- PROVIDED RECORDS -
_ _ _ _ _

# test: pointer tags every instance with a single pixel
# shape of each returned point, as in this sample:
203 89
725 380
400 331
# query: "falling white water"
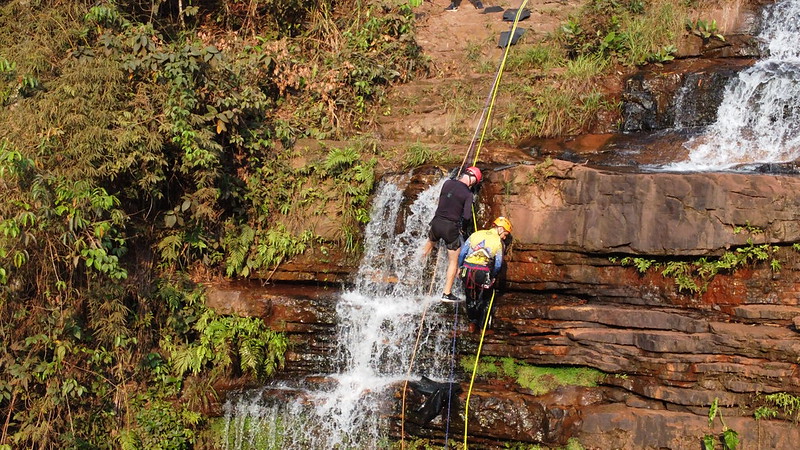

_ _ _ _ _

Put the records above into a Markdown table with the columns Row and Line, giving each non-blank line its own numbered row. Leave the pictures out.

| Row | Line |
|---|---|
| 1 | # test: pointer tags every instance with a single pixel |
| 2 | # shape of each returned point, as in this sample: |
| 3 | 203 89 |
| 4 | 725 380 |
| 5 | 400 331 |
| 6 | # query: "falling white water" |